### Exercise material
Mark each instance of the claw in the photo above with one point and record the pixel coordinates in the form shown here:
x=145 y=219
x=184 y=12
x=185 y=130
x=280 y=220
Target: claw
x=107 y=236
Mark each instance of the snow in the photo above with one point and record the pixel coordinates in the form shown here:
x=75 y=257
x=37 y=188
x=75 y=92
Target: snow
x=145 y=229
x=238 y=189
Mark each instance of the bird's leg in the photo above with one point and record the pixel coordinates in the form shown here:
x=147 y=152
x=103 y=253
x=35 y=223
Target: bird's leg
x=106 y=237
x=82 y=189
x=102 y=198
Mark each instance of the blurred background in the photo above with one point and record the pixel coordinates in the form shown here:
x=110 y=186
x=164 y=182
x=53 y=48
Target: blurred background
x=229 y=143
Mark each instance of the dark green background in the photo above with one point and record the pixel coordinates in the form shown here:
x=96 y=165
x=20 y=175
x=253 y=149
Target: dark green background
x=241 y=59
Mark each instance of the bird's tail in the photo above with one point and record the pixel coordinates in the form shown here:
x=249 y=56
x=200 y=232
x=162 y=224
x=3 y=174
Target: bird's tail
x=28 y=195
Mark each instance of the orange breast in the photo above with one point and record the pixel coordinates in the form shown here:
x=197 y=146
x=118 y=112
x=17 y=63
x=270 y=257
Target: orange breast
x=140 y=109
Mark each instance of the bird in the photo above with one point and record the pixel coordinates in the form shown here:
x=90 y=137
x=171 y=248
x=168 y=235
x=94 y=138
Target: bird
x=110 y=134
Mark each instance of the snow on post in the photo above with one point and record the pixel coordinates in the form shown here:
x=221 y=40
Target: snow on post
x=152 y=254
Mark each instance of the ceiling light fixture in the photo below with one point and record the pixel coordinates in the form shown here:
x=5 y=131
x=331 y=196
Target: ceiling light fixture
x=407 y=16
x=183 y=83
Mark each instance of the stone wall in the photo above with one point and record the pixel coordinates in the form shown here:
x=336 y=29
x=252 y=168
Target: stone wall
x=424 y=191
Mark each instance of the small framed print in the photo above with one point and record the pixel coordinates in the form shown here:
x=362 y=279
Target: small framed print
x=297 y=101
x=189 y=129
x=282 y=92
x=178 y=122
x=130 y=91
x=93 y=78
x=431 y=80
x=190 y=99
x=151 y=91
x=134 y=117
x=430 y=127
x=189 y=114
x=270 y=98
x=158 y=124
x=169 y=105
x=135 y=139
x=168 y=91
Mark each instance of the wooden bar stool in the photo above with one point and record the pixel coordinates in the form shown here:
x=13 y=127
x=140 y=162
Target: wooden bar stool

### Exercise
Report every line of the entries that carries the word "above".

### Response below
Mark each instance of the claw in the photo above with one point and record the pixel coordinates in the form shown here:
Mark each instance of the snow in the photo above with one point and record the pixel coordinates in the form shown here:
Mark each instance of the bird's leg in the photo above with one point and record the pixel coordinates in the form shown here:
Mark each instance of the blurred background in the photo above with one point and record the pixel coordinates in the form shown here:
Mark each instance of the dark green background in the photo above with one point and record the pixel coordinates in the form shown here:
Mark each instance of the bird's tail in the photo above with one point and record the pixel coordinates in the form shown here:
Mark each instance of the orange breast in the photo above with one point and record the pixel coordinates in the form shown here:
Mark each instance of the bird in the photo above with one point and record the pixel coordinates in the form shown here:
Mark each instance of the snow on post in the photo above with one point and record the pixel coordinates in the form shown here:
Mark each instance of the stone wall in the photo above with one point and record the pixel coordinates in the form shown here:
Mark each instance of the small framed print in the photo above with one point and record the pixel coordinates in the form shown here:
Mark each instance of the wooden bar stool in the photo above with one point and record the pixel coordinates in the form shown here:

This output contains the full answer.